**Document segment**
------------------------------------------------
The multicollinearity test was used to test the study data validity for the statistical tests based on two indicators: Variance Inflation Factor (VIF) and Tolerance as Table 3 multicollinearity test. The multicollinearity shows to be a problem if the VIF for any variable of the research is more than 10 or the tolerance of any variable is less than 0.1 [35]. Pearson correlation test was performed to test for significant relationships between variables of the study. Correlation tests clear that there is a relationship between biodiversity disclosure and financial performance measured by return on assets and a price-to-book ratio of a stock. Biodiversity disclosure has a positive relationship with return on assets at a significance level below 5%. While biodiversity disclosure has a positive relationship with stock price/ book value per share, they are not statistically significant at a significance level of 5%. Table 4 includes the correlation matrix for all variables included in this study. Line with the assumptions of the previous two indicators, it is clear that according to the results shown in Table 3, there are no multicollinearity problems in study variables.

Table 3 Collinearity test.
Table 4 Pearson correlations coefficients matrix.
------------------------------------------------
**Data records**

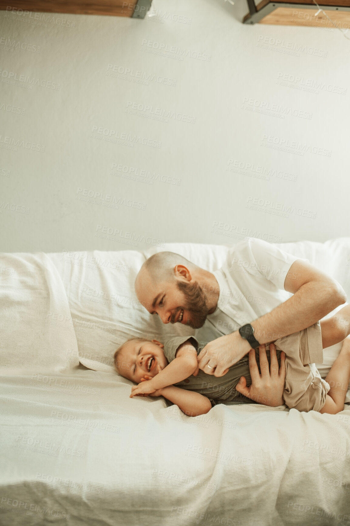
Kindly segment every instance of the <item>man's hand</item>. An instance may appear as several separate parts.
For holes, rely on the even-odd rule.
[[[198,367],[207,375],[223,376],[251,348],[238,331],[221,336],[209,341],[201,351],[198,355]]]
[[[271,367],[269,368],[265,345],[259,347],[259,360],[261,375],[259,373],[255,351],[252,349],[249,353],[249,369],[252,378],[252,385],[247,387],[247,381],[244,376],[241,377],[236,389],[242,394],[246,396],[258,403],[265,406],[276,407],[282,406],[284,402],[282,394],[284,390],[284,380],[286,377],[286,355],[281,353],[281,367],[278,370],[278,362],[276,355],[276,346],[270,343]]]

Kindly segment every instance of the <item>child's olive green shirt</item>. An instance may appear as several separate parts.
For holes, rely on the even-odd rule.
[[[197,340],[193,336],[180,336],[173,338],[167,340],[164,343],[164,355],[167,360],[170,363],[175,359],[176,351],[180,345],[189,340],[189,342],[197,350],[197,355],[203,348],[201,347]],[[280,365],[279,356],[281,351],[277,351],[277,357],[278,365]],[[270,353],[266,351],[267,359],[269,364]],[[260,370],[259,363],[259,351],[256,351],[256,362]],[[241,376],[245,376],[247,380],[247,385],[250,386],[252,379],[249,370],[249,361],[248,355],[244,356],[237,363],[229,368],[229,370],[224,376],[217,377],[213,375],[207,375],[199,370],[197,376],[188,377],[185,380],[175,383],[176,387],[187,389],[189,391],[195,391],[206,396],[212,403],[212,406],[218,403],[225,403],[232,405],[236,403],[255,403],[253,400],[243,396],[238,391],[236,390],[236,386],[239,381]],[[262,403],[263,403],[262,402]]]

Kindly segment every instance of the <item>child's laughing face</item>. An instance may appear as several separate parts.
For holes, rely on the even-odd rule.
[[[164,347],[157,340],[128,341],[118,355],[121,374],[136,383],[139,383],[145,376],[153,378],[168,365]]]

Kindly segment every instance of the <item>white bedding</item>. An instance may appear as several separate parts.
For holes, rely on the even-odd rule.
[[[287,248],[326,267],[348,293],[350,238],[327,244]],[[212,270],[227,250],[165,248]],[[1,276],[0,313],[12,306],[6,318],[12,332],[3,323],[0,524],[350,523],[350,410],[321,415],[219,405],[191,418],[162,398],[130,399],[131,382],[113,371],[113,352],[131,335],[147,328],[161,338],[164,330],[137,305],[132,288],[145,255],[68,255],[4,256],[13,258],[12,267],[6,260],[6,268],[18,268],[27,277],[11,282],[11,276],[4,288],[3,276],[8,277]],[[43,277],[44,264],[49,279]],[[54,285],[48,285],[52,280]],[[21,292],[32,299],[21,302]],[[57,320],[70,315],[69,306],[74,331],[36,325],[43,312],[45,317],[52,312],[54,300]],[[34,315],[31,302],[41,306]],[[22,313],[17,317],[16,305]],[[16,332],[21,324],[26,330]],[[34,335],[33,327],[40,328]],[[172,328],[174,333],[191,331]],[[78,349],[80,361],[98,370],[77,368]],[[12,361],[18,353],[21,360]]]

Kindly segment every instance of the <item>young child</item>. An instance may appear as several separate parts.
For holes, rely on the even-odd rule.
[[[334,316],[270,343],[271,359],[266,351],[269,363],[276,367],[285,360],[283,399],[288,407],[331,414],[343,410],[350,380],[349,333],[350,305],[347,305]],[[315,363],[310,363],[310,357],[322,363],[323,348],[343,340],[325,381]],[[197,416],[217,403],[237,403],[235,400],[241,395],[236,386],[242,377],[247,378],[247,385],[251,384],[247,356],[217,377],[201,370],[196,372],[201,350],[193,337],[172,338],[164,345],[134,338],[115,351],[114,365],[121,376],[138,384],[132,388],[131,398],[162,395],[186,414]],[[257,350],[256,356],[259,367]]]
------------------------------------------------
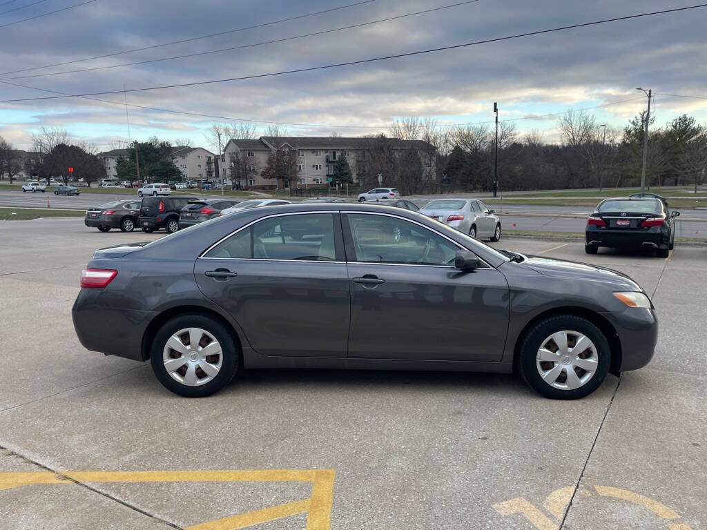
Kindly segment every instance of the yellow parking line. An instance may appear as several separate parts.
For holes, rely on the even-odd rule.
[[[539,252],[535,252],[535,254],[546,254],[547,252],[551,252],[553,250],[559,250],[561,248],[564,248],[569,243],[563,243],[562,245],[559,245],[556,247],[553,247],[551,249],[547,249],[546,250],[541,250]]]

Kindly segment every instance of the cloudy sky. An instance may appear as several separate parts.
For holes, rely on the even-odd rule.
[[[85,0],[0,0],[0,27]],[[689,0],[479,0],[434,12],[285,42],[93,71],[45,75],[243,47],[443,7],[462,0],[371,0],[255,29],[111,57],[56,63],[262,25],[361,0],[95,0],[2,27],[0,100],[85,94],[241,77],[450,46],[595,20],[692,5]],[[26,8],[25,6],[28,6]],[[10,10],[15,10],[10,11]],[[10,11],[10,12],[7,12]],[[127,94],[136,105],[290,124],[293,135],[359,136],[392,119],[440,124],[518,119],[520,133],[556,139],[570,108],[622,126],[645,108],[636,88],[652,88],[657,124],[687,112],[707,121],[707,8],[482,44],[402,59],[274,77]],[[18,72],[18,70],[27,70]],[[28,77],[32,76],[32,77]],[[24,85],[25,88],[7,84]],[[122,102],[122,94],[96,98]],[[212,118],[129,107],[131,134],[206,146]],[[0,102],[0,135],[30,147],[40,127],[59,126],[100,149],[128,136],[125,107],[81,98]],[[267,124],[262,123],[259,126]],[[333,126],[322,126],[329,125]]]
------------------------------------------------
**Jobs**
1. Translate this sentence from the study passage on biodiversity disclosure into Spanish: "Pearson correlation test was performed to test for significant relationships between variables of the study."
2. The study passage on biodiversity disclosure gives some numerical cutoffs for judging its test results. List each one with what it applies to.
3. Write the next part of the study passage on biodiversity disclosure and financial performance, picking up after its last line.
The records are separate material and have nothing to do with the study passage.

**Set of answers**
1. Se realizó la prueba de correlación de Pearson para comprobar si existían relaciones significativas entre las variables del estudio.

2.
- More than 10: Variance Inflation Factor (VIF) of any variable, which signals a multicollinearity problem
- Less than 0.1: tolerance of any variable, which signals a multicollinearity problem
- 5%: significance level used to judge the correlation results

3.
The standard multiple regression analysis

The multiple linear regression model and its estimation using ordinary least squares (OLS) were used to examine how biodiversity disclosure affects financial performance. Two models were built to measure the effect of biodiversity and extinction disclosure on the firm's financial performance by measuring the effect of biodiversity/extinction disclosure on the return on assets (the first hypothesis) and measuring the effect of biodiversity/extinction disclosure on a price-to-book ratio of a stock (the second hypothesis). Table 5 shows the results of this test. The results of regression analysis related to the first model of the first hypothesis clarify the significance of this model, as the value of F is (8.653) and R Square = 0.151 which indicates an explanatory capacity of 15%. which defines the return on assets through changes that occur in biodiversity and extinction disclosure, which means about 15% of the fluctuations that occur in the return on assets can be interpreted with changes that occur in biodiversity and extinction disclosure. Regarding the effect of biodiversity and extinction disclosure on financial performance (return on assets), it is clear P Value is less than the level of significance which means the existence of a significant effect. That is, biodiversity disclosure has a positive effect on return on assets at a significance level below 5%. Where that R Square is less than 30%, therefore it is not possible to build a model equation to predict the value of the return on assets (Table 6).

Table 5 Multiple regression analysis test results.
Table 6 Results of Hausman test.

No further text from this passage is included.